## Task material
+--

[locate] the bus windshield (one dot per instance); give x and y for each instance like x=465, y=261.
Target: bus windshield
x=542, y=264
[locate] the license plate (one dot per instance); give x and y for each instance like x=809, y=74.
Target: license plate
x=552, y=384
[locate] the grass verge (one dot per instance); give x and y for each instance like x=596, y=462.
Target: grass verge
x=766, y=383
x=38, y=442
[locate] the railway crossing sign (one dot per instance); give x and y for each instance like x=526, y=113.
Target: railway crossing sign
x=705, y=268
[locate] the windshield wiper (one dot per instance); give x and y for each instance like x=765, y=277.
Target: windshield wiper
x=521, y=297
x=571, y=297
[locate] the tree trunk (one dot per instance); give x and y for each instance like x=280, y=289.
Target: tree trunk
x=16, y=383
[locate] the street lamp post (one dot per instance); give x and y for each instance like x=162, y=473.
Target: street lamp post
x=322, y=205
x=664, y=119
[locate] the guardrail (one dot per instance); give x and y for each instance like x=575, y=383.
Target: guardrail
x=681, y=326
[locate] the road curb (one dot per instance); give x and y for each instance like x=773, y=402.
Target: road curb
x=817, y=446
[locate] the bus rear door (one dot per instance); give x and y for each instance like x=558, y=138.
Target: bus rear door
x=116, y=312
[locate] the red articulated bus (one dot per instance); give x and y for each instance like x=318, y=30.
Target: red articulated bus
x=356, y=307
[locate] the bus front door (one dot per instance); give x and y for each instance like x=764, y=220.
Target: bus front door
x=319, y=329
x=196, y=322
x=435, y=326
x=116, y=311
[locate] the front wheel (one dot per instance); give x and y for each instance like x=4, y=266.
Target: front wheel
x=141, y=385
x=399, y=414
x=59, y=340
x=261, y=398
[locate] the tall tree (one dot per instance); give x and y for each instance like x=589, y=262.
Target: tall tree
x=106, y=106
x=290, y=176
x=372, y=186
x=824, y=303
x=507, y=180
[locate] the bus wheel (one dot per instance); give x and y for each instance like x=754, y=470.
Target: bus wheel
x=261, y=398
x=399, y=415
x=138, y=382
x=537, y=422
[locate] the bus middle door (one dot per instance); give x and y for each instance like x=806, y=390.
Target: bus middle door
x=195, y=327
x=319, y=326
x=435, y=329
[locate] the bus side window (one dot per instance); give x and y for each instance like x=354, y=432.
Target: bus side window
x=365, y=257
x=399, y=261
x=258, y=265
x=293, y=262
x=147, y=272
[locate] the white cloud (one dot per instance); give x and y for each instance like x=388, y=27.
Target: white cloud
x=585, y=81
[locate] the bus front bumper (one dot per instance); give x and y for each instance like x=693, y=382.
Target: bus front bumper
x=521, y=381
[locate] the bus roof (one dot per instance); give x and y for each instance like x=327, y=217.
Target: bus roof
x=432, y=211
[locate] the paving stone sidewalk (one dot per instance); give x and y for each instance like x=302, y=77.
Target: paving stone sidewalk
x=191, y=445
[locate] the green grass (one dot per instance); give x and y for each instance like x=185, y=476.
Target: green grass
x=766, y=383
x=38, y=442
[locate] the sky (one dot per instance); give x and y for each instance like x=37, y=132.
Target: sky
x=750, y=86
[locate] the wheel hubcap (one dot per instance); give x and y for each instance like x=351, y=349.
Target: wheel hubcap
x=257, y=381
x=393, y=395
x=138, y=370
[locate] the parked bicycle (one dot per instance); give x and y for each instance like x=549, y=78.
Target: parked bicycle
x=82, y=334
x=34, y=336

+--

Can you reproduce all of the records above, line for line, with no changes at all?

[locate] the bus windshield (one dot per instance); give x and y for each instance like x=465, y=261.
Target: bus windshield
x=542, y=264
[locate] the license plate (one dot per instance); give x and y for each instance like x=809, y=74.
Target: license plate
x=552, y=384
[locate] the grass verge (one dot per instance); give x and y for each instance like x=596, y=462.
Target: grass verge
x=766, y=383
x=38, y=442
[locate] the railway crossing sign (one dot per instance); give x and y for each instance like x=526, y=113.
Target: railway crossing sign
x=705, y=268
[locate] the windshield wiper (one dot per instance); give x and y for each instance like x=765, y=277.
Target: windshield wiper
x=521, y=297
x=571, y=297
[locate] the tree trunk (one dot per instance); give x and y for each instance like x=280, y=289.
Target: tree trunk
x=16, y=383
[locate] the street lamp post (one dot per instance); give x and y for each instance like x=162, y=473.
Target: street lamp post
x=322, y=205
x=664, y=119
[locate] the guardrail (one dot per instance); give x and y for each instance like x=575, y=383.
Target: guardrail
x=681, y=326
[locate] the road curb (one dot per instance); give x and y for each instance like x=773, y=402.
Target: road curb
x=817, y=446
[locate] the bus rear door (one dot per instance); give x and y for each instance like x=558, y=138.
Target: bus rear door
x=116, y=312
[locate] the red articulated bus (one dot per instance); give x and y for each instance like x=318, y=30.
Target: red articulated bus
x=356, y=307
[locate] the bus front door (one dot per instance); give x and y for each instance like x=764, y=220.
Target: bus front door
x=319, y=329
x=196, y=322
x=435, y=326
x=116, y=311
[locate] the front wheel (one dot per instance); give x and y for each instance like x=4, y=266.
Target: front wheel
x=141, y=385
x=399, y=414
x=59, y=340
x=261, y=398
[locate] the tall tree (one dot per instance); give x and y for each instance like x=589, y=262.
Target: tall tree
x=106, y=106
x=290, y=176
x=372, y=186
x=824, y=303
x=507, y=180
[locate] the bus wheel (one dot per instance); give x and y for each instance like x=754, y=470.
Target: bus wheel
x=261, y=398
x=399, y=415
x=138, y=382
x=537, y=422
[locate] the bus middle door (one dot per instance); give x and y for each instance like x=806, y=390.
Target: bus middle door
x=195, y=327
x=319, y=326
x=435, y=329
[locate] the bus side window (one dot per instance); give x and y for each instance like x=354, y=432.
Target: bus side window
x=365, y=257
x=399, y=261
x=258, y=265
x=293, y=262
x=147, y=272
[locate] the white cloud (one dot per instance); give x and y for each instance like x=388, y=27.
Target: white cloud
x=585, y=81
[locate] the bus front bumper (one dot per instance); give x and y for each instance like x=693, y=382.
Target: bus front bumper
x=521, y=381
[locate] the bus roof (one dot per instance); give x and y for each instance like x=327, y=217.
Target: bus roof
x=432, y=211
[locate] the paving stone sidewalk (one dot per instance); give x and y for each instance like x=302, y=77.
Target: paving stone sidewalk
x=191, y=445
[locate] the green grass (one dot per instance); give x and y for each instance like x=185, y=476.
Target: green grass
x=766, y=383
x=38, y=442
[locate] the sky (one dot per instance); give x and y for each instance like x=37, y=132.
Target: sky
x=750, y=86
[locate] the wheel hubcap (one dot per instance); give x and y for each instance like x=351, y=349.
Target: wheel hubcap
x=257, y=381
x=393, y=395
x=138, y=370
[locate] the parked bicycle (one dot per instance); give x and y for each instance like x=549, y=78.
Target: parked bicycle
x=82, y=334
x=34, y=336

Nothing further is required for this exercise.